■ **Exercise**
An exact copy of every entry is required, without the pictures.
********
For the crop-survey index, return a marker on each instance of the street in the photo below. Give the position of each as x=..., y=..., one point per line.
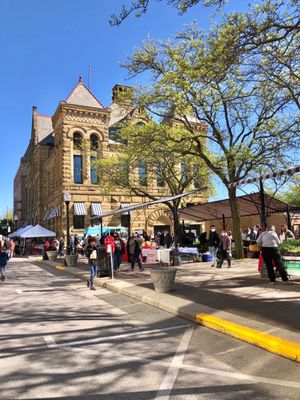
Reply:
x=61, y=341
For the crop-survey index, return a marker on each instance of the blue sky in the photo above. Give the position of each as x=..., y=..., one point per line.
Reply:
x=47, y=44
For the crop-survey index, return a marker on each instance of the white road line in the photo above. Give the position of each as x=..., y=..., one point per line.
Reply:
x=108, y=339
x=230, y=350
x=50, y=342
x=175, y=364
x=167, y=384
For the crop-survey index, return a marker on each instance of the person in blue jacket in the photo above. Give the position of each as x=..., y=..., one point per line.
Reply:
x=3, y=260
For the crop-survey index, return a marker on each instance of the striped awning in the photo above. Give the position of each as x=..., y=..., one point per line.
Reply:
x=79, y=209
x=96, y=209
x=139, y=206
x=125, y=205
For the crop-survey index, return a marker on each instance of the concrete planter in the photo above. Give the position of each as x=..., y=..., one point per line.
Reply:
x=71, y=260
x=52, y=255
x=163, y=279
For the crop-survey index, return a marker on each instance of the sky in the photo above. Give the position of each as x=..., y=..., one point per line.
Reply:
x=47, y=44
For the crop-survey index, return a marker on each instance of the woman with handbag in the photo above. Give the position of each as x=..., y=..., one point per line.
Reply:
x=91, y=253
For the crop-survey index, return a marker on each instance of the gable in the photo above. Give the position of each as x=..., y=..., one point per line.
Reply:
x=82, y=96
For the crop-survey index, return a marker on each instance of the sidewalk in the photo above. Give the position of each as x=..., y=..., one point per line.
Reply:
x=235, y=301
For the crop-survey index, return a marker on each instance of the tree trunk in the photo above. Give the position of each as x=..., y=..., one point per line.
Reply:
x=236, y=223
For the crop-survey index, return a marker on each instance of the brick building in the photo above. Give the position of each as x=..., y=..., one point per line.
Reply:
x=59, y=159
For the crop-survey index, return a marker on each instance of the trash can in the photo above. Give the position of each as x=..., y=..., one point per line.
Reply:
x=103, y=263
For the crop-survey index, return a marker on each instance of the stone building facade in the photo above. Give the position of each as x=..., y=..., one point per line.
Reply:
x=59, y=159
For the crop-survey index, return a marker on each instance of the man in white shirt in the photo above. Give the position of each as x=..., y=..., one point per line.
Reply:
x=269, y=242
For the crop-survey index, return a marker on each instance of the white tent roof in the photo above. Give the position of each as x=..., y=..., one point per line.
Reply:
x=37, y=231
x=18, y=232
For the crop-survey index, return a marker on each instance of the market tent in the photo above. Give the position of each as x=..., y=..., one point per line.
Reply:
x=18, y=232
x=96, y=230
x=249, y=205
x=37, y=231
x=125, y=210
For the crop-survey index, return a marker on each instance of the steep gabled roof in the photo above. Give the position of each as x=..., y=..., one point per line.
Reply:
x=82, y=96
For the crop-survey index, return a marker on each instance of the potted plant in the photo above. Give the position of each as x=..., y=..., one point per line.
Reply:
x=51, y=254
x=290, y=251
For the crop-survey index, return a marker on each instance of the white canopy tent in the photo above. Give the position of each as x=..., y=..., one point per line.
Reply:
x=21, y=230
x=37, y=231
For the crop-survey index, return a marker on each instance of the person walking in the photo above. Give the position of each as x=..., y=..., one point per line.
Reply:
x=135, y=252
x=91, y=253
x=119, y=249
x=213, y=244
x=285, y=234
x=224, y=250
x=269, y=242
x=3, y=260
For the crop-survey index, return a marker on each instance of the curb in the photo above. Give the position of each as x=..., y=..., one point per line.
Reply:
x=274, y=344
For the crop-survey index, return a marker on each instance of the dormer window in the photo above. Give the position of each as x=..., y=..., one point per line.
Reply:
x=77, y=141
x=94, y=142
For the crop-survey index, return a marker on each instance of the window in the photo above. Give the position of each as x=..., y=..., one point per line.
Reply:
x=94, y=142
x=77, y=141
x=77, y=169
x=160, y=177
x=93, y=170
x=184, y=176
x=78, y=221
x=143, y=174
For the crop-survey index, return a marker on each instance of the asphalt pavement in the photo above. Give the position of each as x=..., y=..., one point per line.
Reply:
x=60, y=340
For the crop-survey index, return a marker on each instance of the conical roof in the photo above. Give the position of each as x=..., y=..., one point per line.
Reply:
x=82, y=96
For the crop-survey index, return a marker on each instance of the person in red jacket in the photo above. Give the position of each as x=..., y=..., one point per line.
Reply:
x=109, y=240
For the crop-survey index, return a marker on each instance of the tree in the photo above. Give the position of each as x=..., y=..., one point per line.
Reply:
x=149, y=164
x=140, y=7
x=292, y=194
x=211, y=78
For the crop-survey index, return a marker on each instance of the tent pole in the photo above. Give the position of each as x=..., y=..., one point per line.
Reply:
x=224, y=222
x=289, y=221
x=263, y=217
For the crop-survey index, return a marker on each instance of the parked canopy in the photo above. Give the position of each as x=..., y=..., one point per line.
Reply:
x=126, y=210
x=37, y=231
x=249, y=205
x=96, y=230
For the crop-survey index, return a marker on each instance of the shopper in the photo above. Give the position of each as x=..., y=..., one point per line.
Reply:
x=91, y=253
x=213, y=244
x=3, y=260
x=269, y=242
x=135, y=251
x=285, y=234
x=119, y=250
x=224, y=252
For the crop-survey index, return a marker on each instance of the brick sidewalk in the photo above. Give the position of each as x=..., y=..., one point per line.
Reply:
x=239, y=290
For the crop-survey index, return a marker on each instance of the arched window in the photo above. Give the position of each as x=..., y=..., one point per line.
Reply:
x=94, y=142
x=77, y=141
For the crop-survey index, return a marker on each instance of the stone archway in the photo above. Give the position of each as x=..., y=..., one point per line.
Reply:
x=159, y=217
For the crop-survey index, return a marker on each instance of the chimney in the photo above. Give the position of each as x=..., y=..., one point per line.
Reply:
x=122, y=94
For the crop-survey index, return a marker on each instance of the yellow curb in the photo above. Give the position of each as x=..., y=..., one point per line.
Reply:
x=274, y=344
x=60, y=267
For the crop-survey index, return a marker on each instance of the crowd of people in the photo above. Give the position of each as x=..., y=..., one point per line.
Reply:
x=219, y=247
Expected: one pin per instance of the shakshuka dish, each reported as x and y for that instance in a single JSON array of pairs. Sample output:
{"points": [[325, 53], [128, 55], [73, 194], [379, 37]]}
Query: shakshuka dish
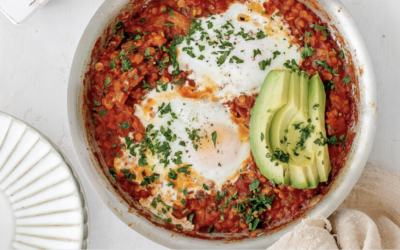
********
■ **Solved exercise**
For the crop-survey index, return a marker on each instance of the street in the photo below. Give the position of each as x=..., y=..., one point per line.
Reply:
x=61, y=341
For the crop-survey index, return a marker on each instance of the blue sky in the photo above. Give the position of each as x=..., y=..., one point per line.
Reply:
x=47, y=44
For the crop-survey index, return a marker on each instance of the white road line in the photo above. Give the position of each as x=..., y=..., one point per line.
Reply:
x=108, y=339
x=230, y=350
x=50, y=342
x=175, y=364
x=167, y=384
For the crop-survey index, return a marker on each instance of the person in blue jacket in the photo above. Give the position of each as x=..., y=..., one point per line.
Reply:
x=3, y=260
For the crop-survey index, return a marker on each instance of the striped awning in the photo above. Give the position of each as x=..., y=..., one point per line.
Reply:
x=79, y=209
x=96, y=209
x=139, y=206
x=125, y=205
For the crop-survey index, return a marker on each instance of the concrete planter in the photo above. Give the position of each as x=..., y=..., one point per line.
Reply:
x=71, y=260
x=52, y=255
x=163, y=279
For the crop-survey index, return a marker on each instance of the sky in the photo above. Give the position of each as x=..., y=..., one point per line.
Reply:
x=47, y=44
For the crop-survey index, return a marker on each instance of the woman with handbag in the photo above. Give the position of each as x=..., y=..., one point per line.
Reply:
x=91, y=253
For the crop-survey index, return a marker on each instance of the gable in the photo above. Give the position of each as x=..., y=..., one point per line.
Reply:
x=82, y=96
For the crop-survey index, return a marker on each instance of the sidewalk in the photo above. Give the position of each as x=..., y=..., one point per line.
Reply:
x=235, y=301
For the crop-survey index, return a marker on each instance of the tree trunk in the photo above. Give the position of each as x=..., y=..., one point per line.
Reply:
x=236, y=223
For the crop-survey index, return a marker on each instance of the brick building in the photo above. Give the position of each as x=..., y=..., one point per line.
Reply:
x=59, y=159
For the crop-survey index, return a marker on each instance of the trash can in the photo above. Give the position of each as x=..., y=..., one point per line.
Reply:
x=103, y=263
For the crop-survey index, return a marker on each instance of the stone building facade in the photo above. Give the position of each as x=..., y=..., one point per line.
Reply:
x=59, y=159
For the crop-survey index, return a marker on each instance of the man in white shirt in the photo above. Give the position of each as x=..., y=..., one point per line.
Reply:
x=269, y=242
For the crop-survey index, return a marker on each instance of the white tent roof in the photo above. Give the position of each as x=..., y=..., one point per line.
Reply:
x=37, y=231
x=18, y=232
For the crop-survey index, return a marker on each instance of the market tent in the photo above. Give the position of each as x=..., y=..., one point per line.
Reply:
x=18, y=232
x=96, y=230
x=249, y=205
x=37, y=231
x=125, y=210
For the crop-survey index, return a marker on each instance of the steep gabled roof in the photo above. Give the position of each as x=..., y=..., one point per line.
Reply:
x=82, y=96
For the crop-survey index, return a marker on each instance of the potted plant in the photo above. Give the position of each as x=..., y=..., one point per line.
Reply:
x=51, y=254
x=290, y=251
For the crop-survey index, return a marker on each instance of the white canopy tent in the photo above. Give the position of each as x=..., y=..., one point per line.
Reply:
x=21, y=230
x=37, y=231
For the crop-survey index, return a marker on each instance of the person walking in the photo above. Give the position of each as x=..., y=..., one point per line.
Reply:
x=135, y=252
x=91, y=253
x=119, y=249
x=213, y=244
x=285, y=234
x=224, y=250
x=269, y=242
x=3, y=260
For the crop-survey index, return a marker on each instance of the curb in the photo above. Give the position of each as x=..., y=..., one point per line.
Reply:
x=274, y=344
For the crop-survey index, return a marker on each instance of the dormer window in the photo above. Give the position of each as x=..., y=..., one point per line.
Reply:
x=77, y=141
x=94, y=142
For the crop-survey index, return a marker on each instance of the window in the photo above. Give the position of each as x=..., y=..., one point per line.
Reply:
x=94, y=142
x=77, y=141
x=77, y=169
x=160, y=177
x=93, y=170
x=184, y=176
x=78, y=221
x=143, y=174
For the crop-survey index, return a marker on each instance of the asphalt pavement in the photo above. Give the position of each as x=..., y=..., one point per line.
Reply:
x=60, y=340
For the crop-survey index, return a marker on each instance of the conical roof in the photo above. Give the position of each as x=..., y=..., one point per line.
Reply:
x=82, y=96
For the crop-survey index, return a marker on each instance of the person in red jacket in the photo above. Give the position of each as x=..., y=..., one point per line.
Reply:
x=109, y=240
For the crop-survey index, return a marker on each instance of the tree in the photo above. Give the position of each as x=..., y=..., one point per line.
Reply:
x=149, y=164
x=140, y=7
x=292, y=194
x=211, y=78
For the crop-survey index, return a marker on each instance of the tent pole in the photo above. Give the position of each as x=..., y=..., one point per line.
Reply:
x=224, y=222
x=289, y=221
x=263, y=217
For the crop-survey index, return a marker on each instance of the parked canopy in the photo above. Give the position of each as x=..., y=..., one point per line.
Reply:
x=126, y=210
x=37, y=231
x=249, y=205
x=96, y=230
For the crop-survey index, return a marker on each instance of the shopper in the photo above. Give the position of each as x=..., y=..., one point per line.
Reply:
x=91, y=253
x=213, y=244
x=3, y=260
x=269, y=242
x=135, y=251
x=285, y=234
x=119, y=250
x=224, y=252
For the crop-survey index, return a marker on each instance of the brick sidewalk in the photo above. Give the position of each as x=..., y=..., one point per line.
Reply:
x=239, y=290
For the crop-survey index, return a marker on each instance of the arched window in the photo above. Give the position of each as x=..., y=..., one point per line.
Reply:
x=94, y=142
x=77, y=141
For the crop-survey index, return a marker on each instance of the stone archway in the photo above. Give the position of each as x=..., y=..., one point per line.
Reply:
x=159, y=217
For the crop-survey index, return a marker on each instance of the chimney in the photo above. Give the position of each as x=..., y=..., one point per line.
Reply:
x=122, y=94
For the crop-survey index, return a marker on each instance of the yellow curb in the photo above. Give the position of each as x=..., y=..., one point per line.
Reply:
x=274, y=344
x=60, y=267
For the crop-survey index, return a marker on each instance of the crowd of people in the photo above. Give the position of each as x=..., y=..., one point per line.
Reply:
x=219, y=247
Expected: one pin per instance of the shakshuka dish, each reported as x and y for that instance in a single JSON array of pairs. Sample output:
{"points": [[325, 53], [128, 55], [73, 194], [379, 37]]}
Query: shakshuka dish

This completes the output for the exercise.